**AIM OF THE EXERCISE**
Reproduce word for word the part of the items that opens with the line containing "612L640 664L698 686L549" and closes with the line containing "positive clicks: (402, 749)", including both of those lines.

■ ■ ■ ■ ■

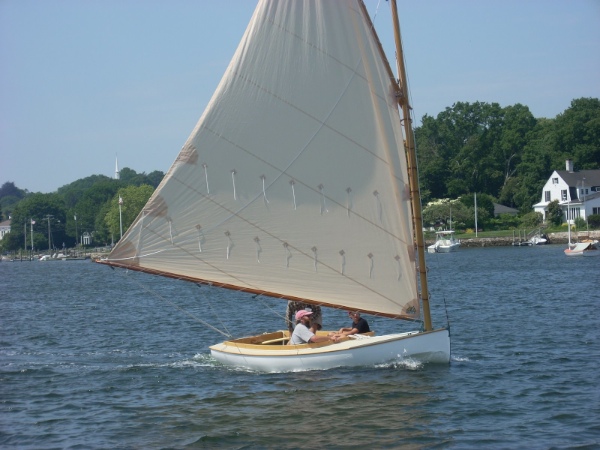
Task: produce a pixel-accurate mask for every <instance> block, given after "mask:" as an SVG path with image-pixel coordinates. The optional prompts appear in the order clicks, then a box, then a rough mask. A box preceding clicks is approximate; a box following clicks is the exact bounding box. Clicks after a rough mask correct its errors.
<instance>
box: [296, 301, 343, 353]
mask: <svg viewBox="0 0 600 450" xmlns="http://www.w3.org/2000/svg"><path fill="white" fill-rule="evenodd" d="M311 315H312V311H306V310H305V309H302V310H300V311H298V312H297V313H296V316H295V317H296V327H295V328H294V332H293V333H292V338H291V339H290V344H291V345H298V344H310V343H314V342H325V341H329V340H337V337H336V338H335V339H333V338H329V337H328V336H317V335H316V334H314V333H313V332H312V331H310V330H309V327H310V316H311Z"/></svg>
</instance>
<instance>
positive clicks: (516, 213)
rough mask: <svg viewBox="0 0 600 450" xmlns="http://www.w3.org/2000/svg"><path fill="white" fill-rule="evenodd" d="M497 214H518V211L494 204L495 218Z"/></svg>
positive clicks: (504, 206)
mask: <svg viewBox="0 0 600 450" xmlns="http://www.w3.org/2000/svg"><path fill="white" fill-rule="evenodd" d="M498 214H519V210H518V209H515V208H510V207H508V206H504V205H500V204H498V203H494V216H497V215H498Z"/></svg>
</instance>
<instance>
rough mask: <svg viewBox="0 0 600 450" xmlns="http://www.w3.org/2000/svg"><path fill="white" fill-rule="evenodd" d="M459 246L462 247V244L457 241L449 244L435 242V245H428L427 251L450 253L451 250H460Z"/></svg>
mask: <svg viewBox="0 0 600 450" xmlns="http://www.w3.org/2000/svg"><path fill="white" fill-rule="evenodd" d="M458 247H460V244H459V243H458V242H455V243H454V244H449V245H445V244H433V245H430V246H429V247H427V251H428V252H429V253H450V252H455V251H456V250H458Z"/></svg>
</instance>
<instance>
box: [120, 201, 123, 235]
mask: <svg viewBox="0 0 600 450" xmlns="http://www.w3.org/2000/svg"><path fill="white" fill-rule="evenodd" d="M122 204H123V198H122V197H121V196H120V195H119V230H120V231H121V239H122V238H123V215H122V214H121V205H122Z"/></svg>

■ ■ ■ ■ ■

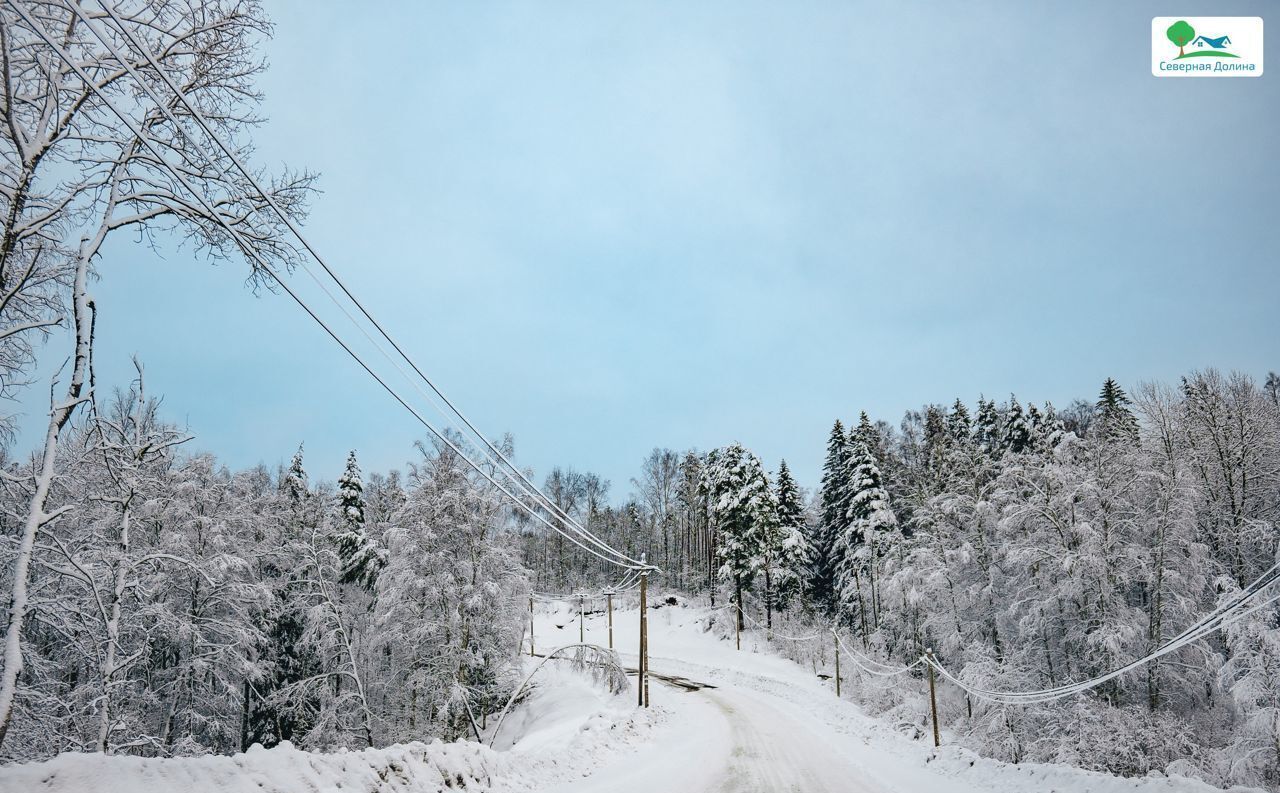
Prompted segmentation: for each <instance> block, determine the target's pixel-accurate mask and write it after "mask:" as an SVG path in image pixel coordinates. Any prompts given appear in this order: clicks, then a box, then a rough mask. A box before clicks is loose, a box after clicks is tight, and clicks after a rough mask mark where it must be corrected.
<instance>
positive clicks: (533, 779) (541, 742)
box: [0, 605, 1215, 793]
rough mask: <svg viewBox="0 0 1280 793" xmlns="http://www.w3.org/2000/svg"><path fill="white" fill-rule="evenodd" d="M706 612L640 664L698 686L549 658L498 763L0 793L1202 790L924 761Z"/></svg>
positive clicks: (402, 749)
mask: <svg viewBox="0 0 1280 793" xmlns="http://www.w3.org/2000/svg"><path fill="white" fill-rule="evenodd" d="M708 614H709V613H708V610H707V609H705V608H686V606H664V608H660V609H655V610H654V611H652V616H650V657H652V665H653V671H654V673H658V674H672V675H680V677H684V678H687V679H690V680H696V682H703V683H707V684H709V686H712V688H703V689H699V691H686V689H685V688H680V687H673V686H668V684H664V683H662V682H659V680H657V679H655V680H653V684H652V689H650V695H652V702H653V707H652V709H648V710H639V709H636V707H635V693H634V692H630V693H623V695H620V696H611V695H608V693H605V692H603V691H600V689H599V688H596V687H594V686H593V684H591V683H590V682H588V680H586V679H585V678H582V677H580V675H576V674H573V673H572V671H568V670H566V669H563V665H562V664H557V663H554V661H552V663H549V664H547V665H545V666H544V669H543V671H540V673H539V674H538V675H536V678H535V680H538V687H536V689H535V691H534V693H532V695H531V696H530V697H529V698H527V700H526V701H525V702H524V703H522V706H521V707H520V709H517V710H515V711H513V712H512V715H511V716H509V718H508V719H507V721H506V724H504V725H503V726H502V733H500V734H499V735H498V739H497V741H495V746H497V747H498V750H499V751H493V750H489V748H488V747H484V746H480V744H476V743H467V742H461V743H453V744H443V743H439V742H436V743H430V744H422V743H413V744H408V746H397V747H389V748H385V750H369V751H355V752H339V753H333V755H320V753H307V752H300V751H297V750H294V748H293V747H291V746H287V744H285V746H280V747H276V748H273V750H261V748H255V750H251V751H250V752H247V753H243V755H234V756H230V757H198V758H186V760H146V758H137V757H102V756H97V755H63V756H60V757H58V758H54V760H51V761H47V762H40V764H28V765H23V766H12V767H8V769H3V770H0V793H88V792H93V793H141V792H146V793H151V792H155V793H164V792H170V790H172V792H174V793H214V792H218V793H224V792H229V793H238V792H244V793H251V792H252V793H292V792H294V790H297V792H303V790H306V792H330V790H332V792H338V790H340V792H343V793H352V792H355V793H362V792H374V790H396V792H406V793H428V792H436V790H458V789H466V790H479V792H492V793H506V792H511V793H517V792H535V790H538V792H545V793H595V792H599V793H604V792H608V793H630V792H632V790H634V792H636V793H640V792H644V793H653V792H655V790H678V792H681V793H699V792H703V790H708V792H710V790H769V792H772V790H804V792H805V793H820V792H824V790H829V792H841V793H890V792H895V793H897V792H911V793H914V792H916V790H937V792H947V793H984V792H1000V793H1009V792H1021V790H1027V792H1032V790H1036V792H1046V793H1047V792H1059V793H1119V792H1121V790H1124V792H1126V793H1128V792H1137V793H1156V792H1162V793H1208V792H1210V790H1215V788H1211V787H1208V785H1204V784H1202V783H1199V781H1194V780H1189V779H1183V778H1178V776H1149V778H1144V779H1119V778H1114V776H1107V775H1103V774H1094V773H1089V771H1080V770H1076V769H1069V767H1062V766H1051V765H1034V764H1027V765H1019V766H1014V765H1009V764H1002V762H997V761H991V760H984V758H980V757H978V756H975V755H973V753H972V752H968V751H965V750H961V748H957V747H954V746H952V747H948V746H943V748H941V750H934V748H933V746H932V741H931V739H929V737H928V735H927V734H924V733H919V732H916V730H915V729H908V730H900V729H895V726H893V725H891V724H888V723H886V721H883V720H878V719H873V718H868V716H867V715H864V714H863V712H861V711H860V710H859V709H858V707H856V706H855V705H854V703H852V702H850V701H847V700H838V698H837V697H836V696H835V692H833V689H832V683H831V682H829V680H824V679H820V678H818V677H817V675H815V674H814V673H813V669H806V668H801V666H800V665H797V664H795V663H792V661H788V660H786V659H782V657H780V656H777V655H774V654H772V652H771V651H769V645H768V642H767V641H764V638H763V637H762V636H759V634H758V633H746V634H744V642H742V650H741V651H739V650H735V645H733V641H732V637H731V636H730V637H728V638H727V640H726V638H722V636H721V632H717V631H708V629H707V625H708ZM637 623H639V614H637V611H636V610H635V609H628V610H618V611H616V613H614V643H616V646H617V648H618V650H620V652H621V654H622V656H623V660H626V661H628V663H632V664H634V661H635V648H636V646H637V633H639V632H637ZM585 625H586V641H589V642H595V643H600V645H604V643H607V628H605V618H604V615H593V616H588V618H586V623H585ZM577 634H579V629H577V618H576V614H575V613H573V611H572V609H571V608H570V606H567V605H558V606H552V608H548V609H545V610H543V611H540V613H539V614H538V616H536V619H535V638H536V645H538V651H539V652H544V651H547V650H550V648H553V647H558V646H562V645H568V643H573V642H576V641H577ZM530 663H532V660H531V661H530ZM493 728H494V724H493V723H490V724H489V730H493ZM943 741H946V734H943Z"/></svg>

■ ■ ■ ■ ■

**ANSWER TO THIS EXERCISE**
rough mask: <svg viewBox="0 0 1280 793" xmlns="http://www.w3.org/2000/svg"><path fill="white" fill-rule="evenodd" d="M706 612L640 664L698 686L549 658L498 763L0 793L1202 790L924 761Z"/></svg>
positive clicks: (402, 749)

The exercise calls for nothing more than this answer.